Required work » Write out again only the lines running from the one that contains "Where can the low-rise" to the end of the records below, including both the first and the last.
[start]
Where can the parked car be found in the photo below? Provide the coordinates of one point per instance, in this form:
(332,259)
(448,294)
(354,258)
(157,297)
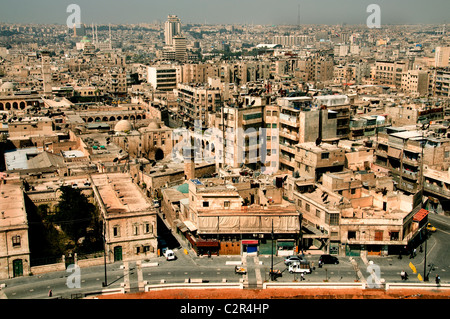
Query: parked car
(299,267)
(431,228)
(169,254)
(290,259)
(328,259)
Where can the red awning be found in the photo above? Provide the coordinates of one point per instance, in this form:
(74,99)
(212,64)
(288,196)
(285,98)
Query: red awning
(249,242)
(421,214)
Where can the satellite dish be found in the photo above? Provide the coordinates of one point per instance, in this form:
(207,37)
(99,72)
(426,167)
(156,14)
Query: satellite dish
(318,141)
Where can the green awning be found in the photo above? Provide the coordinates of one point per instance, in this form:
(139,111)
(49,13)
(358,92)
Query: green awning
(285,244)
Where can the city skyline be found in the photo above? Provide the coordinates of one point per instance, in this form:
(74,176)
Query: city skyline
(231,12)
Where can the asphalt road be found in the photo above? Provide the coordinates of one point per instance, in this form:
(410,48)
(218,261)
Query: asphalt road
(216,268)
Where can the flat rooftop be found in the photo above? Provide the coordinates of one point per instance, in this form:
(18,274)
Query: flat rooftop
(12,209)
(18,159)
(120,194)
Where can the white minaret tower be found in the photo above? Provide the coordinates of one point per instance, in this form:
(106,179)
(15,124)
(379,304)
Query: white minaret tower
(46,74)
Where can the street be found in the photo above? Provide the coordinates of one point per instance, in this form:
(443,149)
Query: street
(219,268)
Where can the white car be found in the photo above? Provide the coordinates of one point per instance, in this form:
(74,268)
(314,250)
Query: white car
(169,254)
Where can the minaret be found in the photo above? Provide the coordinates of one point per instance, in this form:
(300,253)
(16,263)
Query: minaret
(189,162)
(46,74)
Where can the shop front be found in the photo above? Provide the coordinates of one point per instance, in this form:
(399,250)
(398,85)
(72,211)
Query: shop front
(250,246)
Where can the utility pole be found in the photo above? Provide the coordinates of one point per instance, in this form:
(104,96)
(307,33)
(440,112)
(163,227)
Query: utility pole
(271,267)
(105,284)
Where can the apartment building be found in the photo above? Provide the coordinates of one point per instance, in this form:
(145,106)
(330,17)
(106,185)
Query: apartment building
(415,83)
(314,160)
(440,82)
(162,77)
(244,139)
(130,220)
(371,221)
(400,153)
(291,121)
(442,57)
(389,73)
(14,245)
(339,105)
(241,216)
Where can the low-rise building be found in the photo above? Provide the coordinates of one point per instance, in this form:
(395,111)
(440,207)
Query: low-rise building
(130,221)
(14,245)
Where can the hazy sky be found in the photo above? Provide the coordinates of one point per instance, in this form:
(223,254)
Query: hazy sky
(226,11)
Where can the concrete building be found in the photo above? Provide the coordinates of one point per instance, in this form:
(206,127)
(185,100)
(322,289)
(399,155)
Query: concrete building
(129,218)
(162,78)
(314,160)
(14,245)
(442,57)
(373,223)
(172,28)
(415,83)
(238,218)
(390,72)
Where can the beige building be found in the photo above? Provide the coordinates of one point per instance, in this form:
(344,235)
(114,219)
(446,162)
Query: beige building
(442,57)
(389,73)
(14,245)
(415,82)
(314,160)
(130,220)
[end]
Final result »
Where can the low-rise building be found in the photo above? Provide the coordinates of one point per instance, in this form:
(395,111)
(440,207)
Query: low-rise building
(130,221)
(14,245)
Where can the hazy sky be found in the photo above? Provide the coordinates of one point per instance, in this form:
(223,254)
Query: hazy sky
(226,11)
Where can the concrete building be found in the photo above? Provide the coordinates of one point per instance, in this form:
(206,127)
(185,100)
(322,289)
(399,155)
Query: concrete building
(129,218)
(162,78)
(314,160)
(14,245)
(442,57)
(373,223)
(172,28)
(415,83)
(238,218)
(390,72)
Where can the beige building be found in the photo above? Provide the coordinates of one point per instance, in this form:
(344,235)
(114,219)
(446,162)
Query: beige building
(442,57)
(389,73)
(14,245)
(415,82)
(314,160)
(130,220)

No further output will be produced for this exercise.